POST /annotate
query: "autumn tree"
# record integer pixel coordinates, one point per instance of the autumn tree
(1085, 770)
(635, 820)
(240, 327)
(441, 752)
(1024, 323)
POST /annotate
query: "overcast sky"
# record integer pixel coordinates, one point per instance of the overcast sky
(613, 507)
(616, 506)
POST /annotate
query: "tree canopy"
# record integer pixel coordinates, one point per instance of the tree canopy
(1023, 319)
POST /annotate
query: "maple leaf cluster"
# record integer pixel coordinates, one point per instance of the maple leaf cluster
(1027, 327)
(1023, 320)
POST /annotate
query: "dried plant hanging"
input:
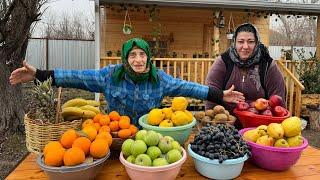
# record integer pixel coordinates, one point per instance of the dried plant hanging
(127, 27)
(231, 29)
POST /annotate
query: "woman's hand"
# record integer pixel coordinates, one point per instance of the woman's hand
(232, 96)
(22, 75)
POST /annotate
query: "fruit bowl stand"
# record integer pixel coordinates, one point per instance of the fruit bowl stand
(307, 167)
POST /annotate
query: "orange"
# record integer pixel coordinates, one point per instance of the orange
(124, 133)
(104, 129)
(73, 156)
(82, 143)
(114, 126)
(54, 157)
(97, 117)
(68, 138)
(51, 146)
(133, 129)
(124, 122)
(106, 136)
(104, 120)
(99, 148)
(114, 116)
(97, 126)
(88, 122)
(91, 132)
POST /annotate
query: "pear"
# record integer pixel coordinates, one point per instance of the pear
(265, 140)
(275, 130)
(291, 126)
(251, 135)
(262, 130)
(281, 143)
(295, 141)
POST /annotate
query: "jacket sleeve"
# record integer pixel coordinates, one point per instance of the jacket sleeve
(275, 81)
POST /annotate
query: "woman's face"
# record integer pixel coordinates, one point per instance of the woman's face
(137, 59)
(245, 44)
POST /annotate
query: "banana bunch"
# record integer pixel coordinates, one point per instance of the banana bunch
(79, 109)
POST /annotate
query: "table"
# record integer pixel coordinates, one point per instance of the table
(308, 167)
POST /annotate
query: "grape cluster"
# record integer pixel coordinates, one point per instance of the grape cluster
(220, 142)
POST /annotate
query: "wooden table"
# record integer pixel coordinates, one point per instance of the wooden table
(308, 167)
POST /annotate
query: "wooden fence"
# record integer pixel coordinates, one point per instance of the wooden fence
(196, 70)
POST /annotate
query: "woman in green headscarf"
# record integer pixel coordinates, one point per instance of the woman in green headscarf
(132, 88)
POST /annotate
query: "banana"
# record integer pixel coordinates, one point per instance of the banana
(88, 114)
(90, 108)
(72, 111)
(93, 103)
(75, 102)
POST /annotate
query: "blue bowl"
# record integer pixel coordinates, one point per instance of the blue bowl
(178, 133)
(228, 169)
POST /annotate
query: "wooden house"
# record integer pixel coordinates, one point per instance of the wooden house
(185, 36)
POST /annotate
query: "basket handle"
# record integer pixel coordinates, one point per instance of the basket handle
(58, 105)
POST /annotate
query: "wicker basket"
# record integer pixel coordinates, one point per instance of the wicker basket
(39, 134)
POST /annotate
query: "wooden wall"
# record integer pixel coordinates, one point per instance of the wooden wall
(191, 29)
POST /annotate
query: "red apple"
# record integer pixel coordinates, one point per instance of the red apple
(261, 104)
(253, 110)
(242, 106)
(275, 100)
(279, 111)
(267, 112)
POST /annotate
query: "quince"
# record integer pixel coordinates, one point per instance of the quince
(155, 117)
(179, 104)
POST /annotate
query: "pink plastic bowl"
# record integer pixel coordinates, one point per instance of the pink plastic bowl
(274, 158)
(155, 173)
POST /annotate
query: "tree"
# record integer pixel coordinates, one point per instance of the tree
(16, 22)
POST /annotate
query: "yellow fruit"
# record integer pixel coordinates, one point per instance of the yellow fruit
(90, 108)
(166, 123)
(54, 157)
(93, 103)
(155, 117)
(74, 102)
(72, 111)
(179, 104)
(179, 118)
(167, 113)
(190, 115)
(291, 126)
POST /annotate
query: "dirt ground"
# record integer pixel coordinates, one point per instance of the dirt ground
(13, 150)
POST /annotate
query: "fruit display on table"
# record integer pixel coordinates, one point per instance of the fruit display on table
(152, 155)
(218, 114)
(276, 147)
(219, 151)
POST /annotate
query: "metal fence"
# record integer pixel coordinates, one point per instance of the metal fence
(79, 54)
(67, 54)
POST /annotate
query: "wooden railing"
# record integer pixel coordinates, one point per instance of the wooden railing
(196, 70)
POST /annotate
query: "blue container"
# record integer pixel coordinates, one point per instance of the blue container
(178, 133)
(228, 169)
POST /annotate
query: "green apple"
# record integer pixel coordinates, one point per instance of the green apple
(160, 135)
(143, 160)
(153, 152)
(138, 147)
(160, 162)
(176, 145)
(174, 155)
(141, 134)
(125, 148)
(169, 137)
(165, 145)
(152, 138)
(131, 159)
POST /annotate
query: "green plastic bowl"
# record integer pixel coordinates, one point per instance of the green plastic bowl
(178, 133)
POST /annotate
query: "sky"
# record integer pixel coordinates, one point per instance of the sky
(59, 7)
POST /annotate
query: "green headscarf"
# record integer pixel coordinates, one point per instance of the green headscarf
(118, 75)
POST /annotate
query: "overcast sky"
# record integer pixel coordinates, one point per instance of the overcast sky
(58, 8)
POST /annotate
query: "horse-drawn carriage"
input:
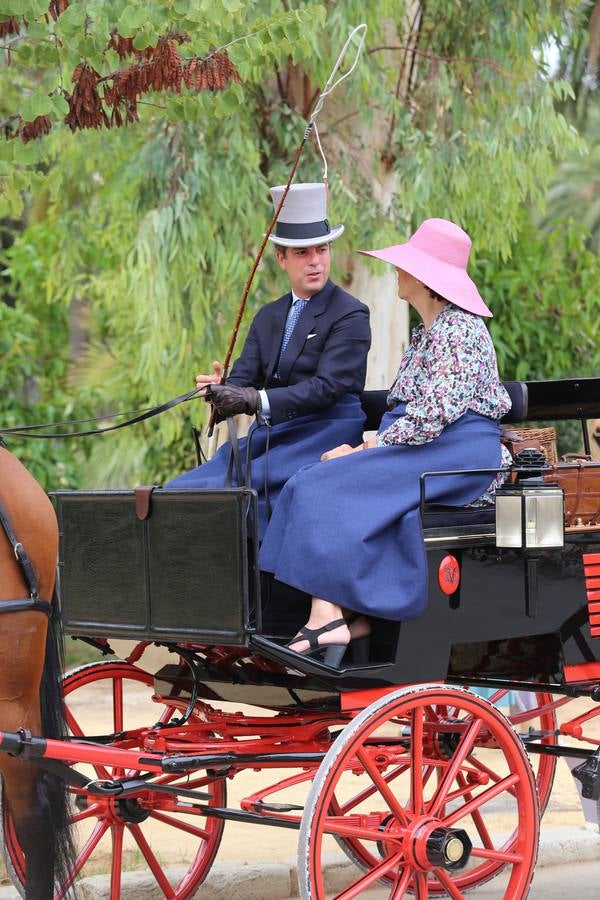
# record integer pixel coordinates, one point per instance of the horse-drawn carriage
(427, 786)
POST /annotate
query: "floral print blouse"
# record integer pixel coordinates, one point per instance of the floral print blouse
(447, 370)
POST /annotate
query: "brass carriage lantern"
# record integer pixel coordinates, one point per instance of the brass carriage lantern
(529, 517)
(530, 512)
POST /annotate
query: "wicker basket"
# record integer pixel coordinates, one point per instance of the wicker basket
(546, 438)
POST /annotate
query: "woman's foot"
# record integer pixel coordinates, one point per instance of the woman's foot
(312, 637)
(359, 626)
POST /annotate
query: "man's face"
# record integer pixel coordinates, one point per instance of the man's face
(307, 268)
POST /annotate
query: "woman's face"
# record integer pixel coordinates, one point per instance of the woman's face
(408, 285)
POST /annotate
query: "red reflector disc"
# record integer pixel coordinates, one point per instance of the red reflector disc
(449, 575)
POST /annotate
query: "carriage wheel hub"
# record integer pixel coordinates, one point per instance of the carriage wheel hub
(130, 810)
(448, 848)
(434, 846)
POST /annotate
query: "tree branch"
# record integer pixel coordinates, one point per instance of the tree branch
(447, 59)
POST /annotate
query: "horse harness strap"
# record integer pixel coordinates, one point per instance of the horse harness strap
(22, 603)
(25, 604)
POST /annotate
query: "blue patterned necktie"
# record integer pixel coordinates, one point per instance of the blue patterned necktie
(292, 320)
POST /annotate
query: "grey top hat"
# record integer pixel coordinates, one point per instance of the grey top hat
(302, 221)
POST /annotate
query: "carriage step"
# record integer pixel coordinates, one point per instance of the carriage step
(259, 806)
(588, 773)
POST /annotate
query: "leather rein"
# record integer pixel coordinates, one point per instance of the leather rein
(33, 602)
(19, 604)
(135, 416)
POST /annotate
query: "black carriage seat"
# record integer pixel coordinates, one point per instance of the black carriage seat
(374, 404)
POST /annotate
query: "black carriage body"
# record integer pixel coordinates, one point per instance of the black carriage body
(188, 573)
(184, 570)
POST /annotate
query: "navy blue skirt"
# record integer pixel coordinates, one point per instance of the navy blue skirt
(292, 445)
(349, 530)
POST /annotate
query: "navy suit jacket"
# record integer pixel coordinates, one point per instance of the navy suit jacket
(325, 359)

### SET PROBLEM
Leave out the pictures and output every record above precisely as given.

### SOLVED EXERCISE
POST /annotate
query: "autumn tree"
# record integer pixel coordinates, one point per instance of the autumn tree
(1085, 770)
(635, 820)
(240, 327)
(441, 752)
(1024, 323)
POST /annotate
query: "overcast sky"
# record integer pixel coordinates, one point per instance of the overcast sky
(613, 507)
(616, 506)
POST /annotate
query: "tree canopy"
# record integer pixel coordinates, one point per instance of the tree canopy
(1023, 319)
POST /annotate
query: "maple leaf cluster"
# record integer pixel coordinates, one point per instance of the maple leaf cluster
(1027, 327)
(1023, 320)
POST /annotate
query: "dried plant hanging"
input:
# record integer pixel coordinates, one point per instance of the dried plant hanging
(127, 27)
(231, 29)
POST /annotate
query: "woman's hand"
# record integer pixel coordinates, one point per instance of the woman's hand
(232, 96)
(22, 75)
POST /annotate
query: "fruit bowl stand"
# record integer pixel coordinates, one point per instance of the fruit bowl stand
(307, 167)
POST /annotate
query: "orange"
# record integer pixel coordinates, one point per instance of the orange
(124, 133)
(104, 129)
(73, 156)
(82, 143)
(114, 126)
(54, 157)
(97, 117)
(68, 138)
(51, 146)
(133, 129)
(124, 122)
(106, 136)
(104, 120)
(99, 148)
(114, 116)
(97, 126)
(88, 122)
(91, 132)
POST /annotate
query: "pear"
# record integer pixel coordinates, one point per instance of the pear
(265, 140)
(275, 130)
(291, 126)
(251, 135)
(262, 130)
(281, 143)
(295, 141)
POST /annotate
query: "jacket sleeve"
# record integer pixel coordinates, one point per instance of the jacket sleeve
(275, 81)
POST /annotate
query: "woman's face"
# record integer pixel coordinates, one point per instance of the woman's face
(137, 59)
(245, 44)
POST /annotate
query: "banana bunch"
# record integer pixel coordinates, one point per instance of the banana bunch
(79, 109)
POST /annotate
query: "table"
# record integer pixel coordinates, one point per instance of the table
(308, 167)
POST /annotate
query: "grape cluster"
# record integer pixel coordinates, one point per instance of the grape cluster
(220, 142)
POST /annotate
query: "wooden table"
# record integer pixel coordinates, one point per instance of the wooden table
(308, 167)
POST /annotate
query: "wooden fence"
# record integer pixel coordinates, one point per instance of the wooden fence
(196, 70)
POST /annotate
query: "woman in green headscarf"
# record integer pixel coordinates, one point per instance of the woman in green headscarf
(132, 88)
POST /annotate
query: "banana"
# record integer pixel coordinates, one point per instance of the banana
(88, 114)
(90, 108)
(72, 111)
(93, 103)
(75, 102)
POST /annotate
query: "blue bowl"
# record integer pixel coordinates, one point per instance of the blue bowl
(178, 133)
(228, 169)
POST /annotate
query: "wooden house"
# record integer pixel coordinates, one point per instance of the wooden house
(185, 36)
POST /annotate
query: "basket handle"
# record integer pixel coordinates, one point per instance of the basket handle
(58, 105)
POST /annotate
query: "wicker basket"
# record integer pixel coordinates, one point per instance of the wicker basket
(39, 134)
POST /annotate
query: "wooden wall"
# record integer pixel coordinates, one point per instance of the wooden wall
(191, 29)
POST /annotate
query: "red apple"
# record integer pixel coordinates, one point per instance of the red apple
(261, 104)
(253, 110)
(242, 106)
(275, 100)
(279, 111)
(267, 112)
POST /annotate
query: "quince"
# record integer pixel coordinates, one point per instance of the quince
(155, 117)
(179, 104)
POST /annotate
query: "pink plastic bowl"
# record integer pixel coordinates, one point per instance of the pink plastic bowl
(274, 158)
(155, 173)
POST /annotate
query: "tree"
# record integer pixel coordinates, one point per instance of the tree
(16, 22)
POST /annotate
query: "yellow fruit"
# record integer pixel coordinates, one point per instance of the yellow fruit
(90, 108)
(166, 123)
(54, 157)
(93, 103)
(155, 117)
(74, 102)
(72, 111)
(179, 104)
(179, 118)
(167, 113)
(190, 115)
(291, 126)
POST /annotate
query: "dirt ground"
# record integer pixel coordinates, one point per instance of the dirt ground
(13, 150)
POST /annotate
query: "fruit display on table"
# record integer pixel coordinates, one point per instance of the fruit display on table
(152, 155)
(218, 114)
(276, 147)
(219, 151)
POST /annotate
query: "metal fence"
# record integer pixel coordinates, one point per instance of the metal fence
(79, 54)
(67, 54)
POST /annotate
query: "wooden railing"
# record integer pixel coordinates, one point per instance of the wooden railing
(196, 70)
POST /annotate
query: "blue container"
# record integer pixel coordinates, one point per instance of the blue container
(178, 133)
(228, 169)
POST /annotate
query: "green apple"
# record integer pixel coordinates, one point per instance of the green apple
(160, 135)
(143, 160)
(153, 152)
(138, 147)
(160, 162)
(176, 145)
(174, 155)
(141, 134)
(125, 148)
(169, 137)
(165, 145)
(152, 138)
(131, 159)
POST /annotate
query: "green plastic bowl"
# record integer pixel coordinates, one point per instance of the green plastic bowl
(178, 133)
POST /annotate
query: "sky"
# record integer pixel coordinates, one point per instance of the sky
(59, 7)
POST /annotate
query: "green headscarf"
# record integer pixel coordinates, one point per instance of the green headscarf
(118, 75)
POST /annotate
query: "overcast sky"
# record integer pixel coordinates, one point per instance of the overcast sky
(58, 8)
POST /annotate
query: "horse-drawn carriage"
input:
# record integer pixel coordinates, one point per instance of the horse-drawn carriage
(427, 786)
POST /annotate
query: "floral print blouse"
# record integer pixel coordinates, one point per instance of the floral print blouse
(447, 370)
POST /annotate
query: "brass carriage lantern"
# record integer pixel coordinates, one point per instance of the brass carriage lantern
(529, 517)
(530, 512)
POST /annotate
query: "wicker basket"
# record integer pixel coordinates, one point per instance of the wicker basket
(546, 438)
POST /annotate
query: "woman's foot"
# record integer pixel coordinates, one point per instance of the woman's foot
(312, 637)
(359, 626)
POST /annotate
query: "man's face"
# record integer pixel coordinates, one point per instance of the man's face
(307, 268)
POST /annotate
query: "woman's face"
# record integer pixel coordinates, one point per instance of the woman's face
(408, 285)
POST /annotate
query: "red reflector disc"
# record integer pixel coordinates, one point per instance of the red reflector disc
(449, 575)
POST /annotate
query: "carriage wheel hub"
# record integer pixel coordinates, one point per instance of the carriage wheel hub
(130, 810)
(448, 848)
(434, 846)
POST /annotate
query: "tree branch"
# record integer pixel coordinates, one point per instance of the tree branch
(447, 59)
POST /annotate
query: "horse harness strap"
# record integer pixel coordinates, one point per instance of the horse harness strap
(22, 603)
(25, 604)
POST /annotate
query: "blue patterned necktie"
# record integer pixel coordinates, one point per instance of the blue patterned necktie
(292, 320)
POST /annotate
query: "grey top hat"
# record integer pixel coordinates, one point per instance of the grey top hat
(302, 221)
POST /annotate
query: "carriage step"
# record integer pixel coordinates, one point per instance of the carriage step
(259, 806)
(588, 773)
POST /annotate
query: "leather rein"
# record integer pixel coordinates, one point per instance of the leather rein
(33, 602)
(19, 604)
(135, 416)
POST /annotate
query: "black carriage seat"
# record integer pixel coordinates, one point per instance of the black carriage seat
(374, 404)
POST /annotate
query: "black carriage body"
# record integer pixel coordinates, one point per instance of the black carriage body
(188, 573)
(184, 570)
POST /annotate
query: "navy blue skirt"
# record integer pixel coordinates, one point per instance of the navy blue skirt
(292, 445)
(349, 530)
POST /annotate
query: "navy suit jacket"
# record integer pixel coordinates, one point per instance of the navy suit jacket
(325, 359)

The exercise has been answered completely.